PASSAGE
⁂

What about the third reason I listed, that nuclear weapons are necessary to deter terrorist acts or chemical weapons attacks, biological weapons attacks. Well, the possession of nuclear weapons by the United States did nothing to deter the terrorist attacks on that country in 2001. The possession of nuclear weapons does not make a state secure.
We’ve seen far too many examples of where indeed a state can be attacked and has been attacked despite the possession of very large arsenals of nuclear weapons. In other words, possessing these weapons is no guarantee that a state can achieve security. Moreover, keeping these weapons to respond to any such attack is equally fruitless.
Even if we were able to detect a terrorist cell, something which is in any case difficult to do, we don’t need a nuclear weapon to respond to the threat of terrorism. We’ve seen in the past, indeed in the very recent past in Indonesia, conventional weapons have been used against terrorists.
The Federation of American Scientists, in a very well respected report, noted that if even a very, very small nuclear weapon, one of the bunker busters, had been used, let’s say in Iraq to take out an alleged terrorist cell or to penetrate where there are suspected chemical or biological weapons, if these bunker busters, even one bunker buster had been used, we would likely have seen 25,000 civilian deaths.
Now, this is something that we are not prepared to accept. And no government in its right mind would contemplate the use of nuclear weapons to take out a terrorist cell, knowing that we are likely to have such high, such enormously high civilian casualties. We simply don’t need a nuclear weapon to respond to terrorism.
The fourth argument is that we need to keep them as a security blanket against any sort of threat that might come up or might be a problem that we need to deal with at the moment or in the future. Well, what are the kinds of threats to security that we see at the moment?

⁂

DATA PROVIDED
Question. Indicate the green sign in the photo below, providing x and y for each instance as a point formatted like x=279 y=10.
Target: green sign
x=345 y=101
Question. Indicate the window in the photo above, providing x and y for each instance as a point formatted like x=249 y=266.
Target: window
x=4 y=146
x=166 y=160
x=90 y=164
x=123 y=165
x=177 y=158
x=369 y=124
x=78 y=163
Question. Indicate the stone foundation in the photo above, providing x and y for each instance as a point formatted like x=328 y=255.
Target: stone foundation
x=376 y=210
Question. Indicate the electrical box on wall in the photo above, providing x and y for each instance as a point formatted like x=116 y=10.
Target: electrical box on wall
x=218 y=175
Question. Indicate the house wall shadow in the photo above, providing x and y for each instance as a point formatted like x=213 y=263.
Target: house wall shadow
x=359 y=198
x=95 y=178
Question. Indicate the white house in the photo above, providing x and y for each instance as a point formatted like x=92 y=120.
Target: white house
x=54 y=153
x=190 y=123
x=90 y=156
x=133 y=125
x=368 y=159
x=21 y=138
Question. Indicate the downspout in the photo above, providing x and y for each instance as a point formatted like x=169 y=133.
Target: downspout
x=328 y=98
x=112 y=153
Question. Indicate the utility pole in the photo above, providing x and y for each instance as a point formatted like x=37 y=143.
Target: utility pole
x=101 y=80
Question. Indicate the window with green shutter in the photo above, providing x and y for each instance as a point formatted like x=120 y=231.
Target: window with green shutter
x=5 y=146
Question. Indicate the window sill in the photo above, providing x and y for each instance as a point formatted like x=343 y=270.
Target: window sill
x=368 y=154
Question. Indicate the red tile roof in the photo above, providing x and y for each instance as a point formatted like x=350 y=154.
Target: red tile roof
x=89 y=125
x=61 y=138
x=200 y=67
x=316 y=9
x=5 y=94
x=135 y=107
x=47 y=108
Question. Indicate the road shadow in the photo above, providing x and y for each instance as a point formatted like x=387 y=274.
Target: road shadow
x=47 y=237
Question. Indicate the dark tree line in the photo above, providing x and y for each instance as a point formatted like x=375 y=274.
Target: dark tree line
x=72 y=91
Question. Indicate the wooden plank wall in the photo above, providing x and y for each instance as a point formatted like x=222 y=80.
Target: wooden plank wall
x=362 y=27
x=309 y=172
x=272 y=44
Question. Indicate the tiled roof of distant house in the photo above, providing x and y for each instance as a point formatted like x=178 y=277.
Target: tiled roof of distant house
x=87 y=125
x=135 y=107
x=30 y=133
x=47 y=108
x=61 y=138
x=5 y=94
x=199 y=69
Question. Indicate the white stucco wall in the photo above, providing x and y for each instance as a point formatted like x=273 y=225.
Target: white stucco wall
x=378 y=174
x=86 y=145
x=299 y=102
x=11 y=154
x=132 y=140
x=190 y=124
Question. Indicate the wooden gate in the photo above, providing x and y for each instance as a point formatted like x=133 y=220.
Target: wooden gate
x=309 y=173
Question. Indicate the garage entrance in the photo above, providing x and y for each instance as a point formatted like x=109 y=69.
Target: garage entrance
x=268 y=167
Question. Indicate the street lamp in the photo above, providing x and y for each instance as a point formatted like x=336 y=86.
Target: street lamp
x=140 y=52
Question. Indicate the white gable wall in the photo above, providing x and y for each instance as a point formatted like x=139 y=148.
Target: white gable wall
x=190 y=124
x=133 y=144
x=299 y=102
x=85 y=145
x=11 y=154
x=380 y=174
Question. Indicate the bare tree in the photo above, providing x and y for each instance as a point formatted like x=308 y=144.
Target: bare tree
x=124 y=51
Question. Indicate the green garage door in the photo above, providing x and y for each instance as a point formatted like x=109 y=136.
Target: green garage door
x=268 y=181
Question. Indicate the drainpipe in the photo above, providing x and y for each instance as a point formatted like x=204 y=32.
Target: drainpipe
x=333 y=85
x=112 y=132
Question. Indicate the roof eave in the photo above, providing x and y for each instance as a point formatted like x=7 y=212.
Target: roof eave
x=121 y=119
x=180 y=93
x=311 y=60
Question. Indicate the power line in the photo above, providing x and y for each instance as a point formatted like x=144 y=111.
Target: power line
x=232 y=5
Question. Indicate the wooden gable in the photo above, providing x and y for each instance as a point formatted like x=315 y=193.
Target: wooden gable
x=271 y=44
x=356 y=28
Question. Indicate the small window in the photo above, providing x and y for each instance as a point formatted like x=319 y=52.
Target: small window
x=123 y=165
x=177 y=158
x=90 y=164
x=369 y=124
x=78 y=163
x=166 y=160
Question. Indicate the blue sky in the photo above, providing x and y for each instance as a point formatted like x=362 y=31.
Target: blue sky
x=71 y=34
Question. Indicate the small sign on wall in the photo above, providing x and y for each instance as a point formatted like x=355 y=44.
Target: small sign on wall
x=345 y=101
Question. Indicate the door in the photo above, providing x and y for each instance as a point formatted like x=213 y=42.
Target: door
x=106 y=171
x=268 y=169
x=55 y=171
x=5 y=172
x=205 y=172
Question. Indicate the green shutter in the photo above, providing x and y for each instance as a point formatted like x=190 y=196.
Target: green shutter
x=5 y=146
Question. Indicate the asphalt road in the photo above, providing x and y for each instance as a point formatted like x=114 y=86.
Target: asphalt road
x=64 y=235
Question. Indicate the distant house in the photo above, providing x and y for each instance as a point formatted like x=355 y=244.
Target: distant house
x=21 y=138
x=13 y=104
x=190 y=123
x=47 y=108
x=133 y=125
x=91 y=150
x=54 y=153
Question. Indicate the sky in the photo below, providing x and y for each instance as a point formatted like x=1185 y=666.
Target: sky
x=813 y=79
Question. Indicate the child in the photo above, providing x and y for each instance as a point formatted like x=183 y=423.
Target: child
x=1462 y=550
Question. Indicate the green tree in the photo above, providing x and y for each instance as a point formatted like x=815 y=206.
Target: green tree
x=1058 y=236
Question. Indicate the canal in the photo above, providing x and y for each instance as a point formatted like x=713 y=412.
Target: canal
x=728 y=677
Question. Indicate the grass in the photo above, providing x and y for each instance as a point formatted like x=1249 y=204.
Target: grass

⁂

Reproduce word for word the stretch of the passage on nuclear weapons and terrorism from "Even if we were" through "used against terrorists.".

Even if we were able to detect a terrorist cell, something which is in any case difficult to do, we don’t need a nuclear weapon to respond to the threat of terrorism. We’ve seen in the past, indeed in the very recent past in Indonesia, conventional weapons have been used against terrorists.